Reproduce the lines of the data below word for word, starting at the line that contains "the woman's red top" and ending at the line that contains "column 307, row 522", both included.

Listing:
────────────────────────────────────────

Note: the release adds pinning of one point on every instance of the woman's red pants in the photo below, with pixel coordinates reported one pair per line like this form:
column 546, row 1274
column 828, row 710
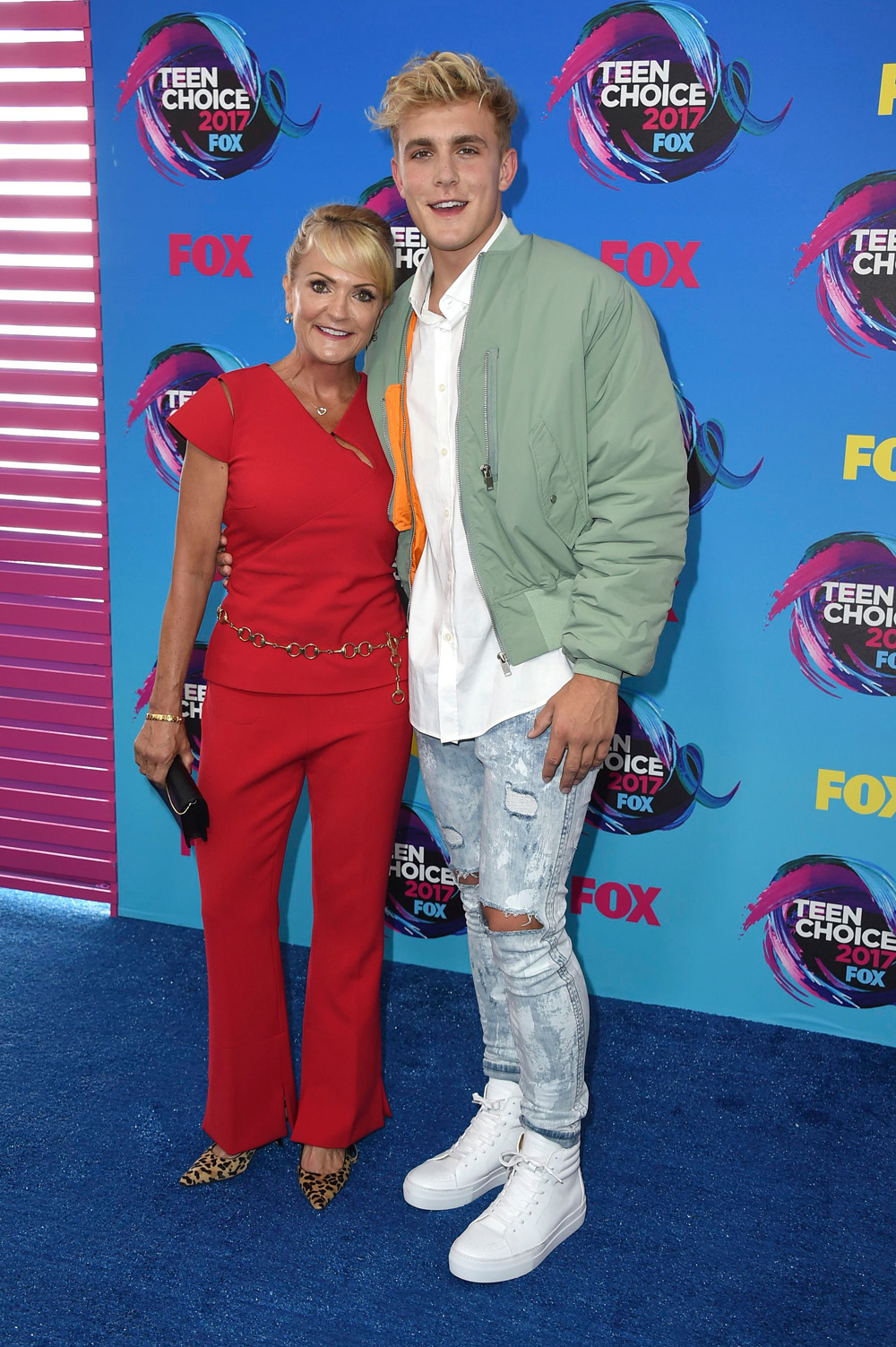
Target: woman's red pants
column 257, row 749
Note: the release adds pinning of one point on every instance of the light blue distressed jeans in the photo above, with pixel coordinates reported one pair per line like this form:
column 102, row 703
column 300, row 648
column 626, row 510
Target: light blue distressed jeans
column 502, row 821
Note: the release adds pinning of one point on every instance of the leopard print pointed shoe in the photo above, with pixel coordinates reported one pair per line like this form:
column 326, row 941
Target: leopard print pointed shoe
column 211, row 1167
column 323, row 1188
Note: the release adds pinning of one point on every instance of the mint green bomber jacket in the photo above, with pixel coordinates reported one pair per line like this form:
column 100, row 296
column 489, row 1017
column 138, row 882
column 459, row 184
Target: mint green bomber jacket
column 570, row 460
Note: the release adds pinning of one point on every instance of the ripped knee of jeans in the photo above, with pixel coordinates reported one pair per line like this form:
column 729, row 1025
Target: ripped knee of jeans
column 499, row 920
column 521, row 803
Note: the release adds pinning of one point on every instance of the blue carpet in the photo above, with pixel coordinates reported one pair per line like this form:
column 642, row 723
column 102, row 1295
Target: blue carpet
column 736, row 1173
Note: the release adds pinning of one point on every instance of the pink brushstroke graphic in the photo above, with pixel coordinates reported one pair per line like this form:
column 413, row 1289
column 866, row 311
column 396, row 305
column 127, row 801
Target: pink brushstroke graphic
column 857, row 899
column 834, row 652
column 246, row 134
column 182, row 369
column 663, row 31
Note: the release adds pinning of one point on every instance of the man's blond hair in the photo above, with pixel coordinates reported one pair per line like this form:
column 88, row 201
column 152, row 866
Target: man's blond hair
column 444, row 77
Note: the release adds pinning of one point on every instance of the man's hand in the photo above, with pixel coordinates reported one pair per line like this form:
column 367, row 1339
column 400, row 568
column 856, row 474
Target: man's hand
column 582, row 718
column 224, row 560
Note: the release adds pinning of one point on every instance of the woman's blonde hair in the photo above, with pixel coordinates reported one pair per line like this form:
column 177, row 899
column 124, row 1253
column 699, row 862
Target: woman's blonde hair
column 444, row 77
column 350, row 237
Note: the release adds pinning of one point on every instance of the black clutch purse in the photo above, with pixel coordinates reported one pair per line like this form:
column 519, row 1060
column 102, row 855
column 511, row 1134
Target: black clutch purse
column 182, row 797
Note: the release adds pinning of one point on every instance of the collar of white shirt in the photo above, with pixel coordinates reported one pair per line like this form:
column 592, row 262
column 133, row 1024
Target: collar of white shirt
column 456, row 300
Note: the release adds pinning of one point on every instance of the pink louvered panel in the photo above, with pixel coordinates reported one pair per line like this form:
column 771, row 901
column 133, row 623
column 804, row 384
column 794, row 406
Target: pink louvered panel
column 61, row 861
column 56, row 744
column 19, row 580
column 62, row 800
column 54, row 712
column 56, row 802
column 51, row 613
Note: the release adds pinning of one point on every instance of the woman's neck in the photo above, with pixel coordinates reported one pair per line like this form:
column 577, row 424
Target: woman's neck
column 323, row 380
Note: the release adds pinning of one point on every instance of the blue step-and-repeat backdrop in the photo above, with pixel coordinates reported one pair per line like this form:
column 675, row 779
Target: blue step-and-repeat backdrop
column 738, row 166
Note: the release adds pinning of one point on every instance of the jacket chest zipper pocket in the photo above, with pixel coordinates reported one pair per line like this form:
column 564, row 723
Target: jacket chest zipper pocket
column 489, row 399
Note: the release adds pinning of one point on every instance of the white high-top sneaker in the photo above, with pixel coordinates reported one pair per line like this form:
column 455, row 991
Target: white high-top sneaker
column 542, row 1203
column 473, row 1164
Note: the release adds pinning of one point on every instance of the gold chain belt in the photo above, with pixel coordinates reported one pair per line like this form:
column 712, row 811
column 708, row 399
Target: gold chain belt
column 310, row 651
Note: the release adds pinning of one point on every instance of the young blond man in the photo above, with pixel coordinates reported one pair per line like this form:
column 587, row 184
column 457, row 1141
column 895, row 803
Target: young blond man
column 542, row 503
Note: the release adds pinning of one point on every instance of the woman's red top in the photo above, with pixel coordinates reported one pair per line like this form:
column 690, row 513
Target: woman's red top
column 309, row 528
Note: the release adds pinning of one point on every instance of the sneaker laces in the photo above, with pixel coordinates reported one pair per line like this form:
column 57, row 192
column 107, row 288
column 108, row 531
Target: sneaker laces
column 486, row 1127
column 526, row 1180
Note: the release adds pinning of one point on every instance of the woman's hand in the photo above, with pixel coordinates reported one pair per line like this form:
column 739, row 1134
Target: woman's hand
column 157, row 747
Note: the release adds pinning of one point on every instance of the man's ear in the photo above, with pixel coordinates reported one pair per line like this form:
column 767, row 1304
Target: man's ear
column 510, row 163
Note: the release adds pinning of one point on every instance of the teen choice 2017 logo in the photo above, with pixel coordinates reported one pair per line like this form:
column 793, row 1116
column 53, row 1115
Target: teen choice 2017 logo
column 409, row 243
column 651, row 99
column 856, row 249
column 831, row 931
column 205, row 108
column 650, row 781
column 705, row 445
column 844, row 621
column 422, row 899
column 173, row 377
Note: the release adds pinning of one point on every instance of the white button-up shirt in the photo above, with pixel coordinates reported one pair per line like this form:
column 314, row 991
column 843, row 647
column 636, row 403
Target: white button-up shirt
column 460, row 687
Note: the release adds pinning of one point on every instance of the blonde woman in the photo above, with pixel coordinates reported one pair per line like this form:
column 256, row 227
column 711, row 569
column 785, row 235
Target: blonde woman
column 306, row 674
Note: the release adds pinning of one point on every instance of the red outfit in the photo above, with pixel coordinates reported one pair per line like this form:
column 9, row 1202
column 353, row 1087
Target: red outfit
column 307, row 522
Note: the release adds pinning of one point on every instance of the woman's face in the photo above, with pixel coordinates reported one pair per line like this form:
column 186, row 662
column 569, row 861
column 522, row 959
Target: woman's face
column 334, row 311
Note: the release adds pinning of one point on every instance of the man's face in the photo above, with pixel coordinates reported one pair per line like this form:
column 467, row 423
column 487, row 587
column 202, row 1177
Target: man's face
column 452, row 173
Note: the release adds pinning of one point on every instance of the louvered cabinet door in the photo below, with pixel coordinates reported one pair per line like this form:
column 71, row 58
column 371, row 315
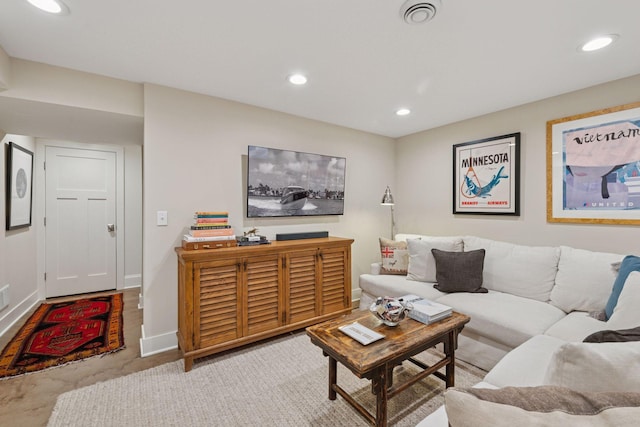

────────────────────────────────────────

Problem solution:
Note: the release adds pinning of one point on every instance of the woman's red top in the photo above, with pixel coordinates reported one pair per line like this form:
column 690, row 513
Target: woman's red top
column 309, row 528
Note: the release adds pinning of one point on every instance of the sneaker laces in the photo above, with pixel coordinates reported one pair per line like this form:
column 57, row 192
column 107, row 288
column 108, row 531
Target: sneaker laces
column 486, row 1127
column 526, row 1180
Note: the release adds pinning of one point on every instance of the woman's hand in the photo above, with pixel coordinates reported one pair per line like this form:
column 739, row 1134
Target: woman's hand
column 157, row 747
Note: the release adds pinning of one point on every instance of the man's ear in the photo above, with pixel coordinates reported one pair per line like this form:
column 767, row 1304
Target: man's ear
column 510, row 163
Note: the release adds pinning of one point on every instance of the teen choice 2017 logo in the photo above, with pixel coordinates reported one pair per line like this form:
column 793, row 1116
column 53, row 1115
Target: teen choice 2017 logo
column 409, row 243
column 651, row 99
column 856, row 249
column 831, row 931
column 205, row 108
column 650, row 781
column 705, row 445
column 844, row 621
column 422, row 899
column 173, row 377
Note: the release adds pinning of one point on every instance of the white button-up shirt in the photo above, with pixel coordinates reported one pair per line like this form:
column 314, row 991
column 843, row 647
column 636, row 403
Target: white button-up shirt
column 460, row 687
Note: the release adds pinning of one point on every instance of the blonde woman in the photo above, with pixel coordinates reported one pair per line like this form:
column 256, row 227
column 711, row 569
column 785, row 235
Target: blonde woman
column 306, row 674
Note: the release adds pinning of one point on every instance of the red outfit in the photo above, with pixel coordinates reported one pair per line like this form:
column 9, row 1202
column 353, row 1087
Target: red outfit
column 307, row 522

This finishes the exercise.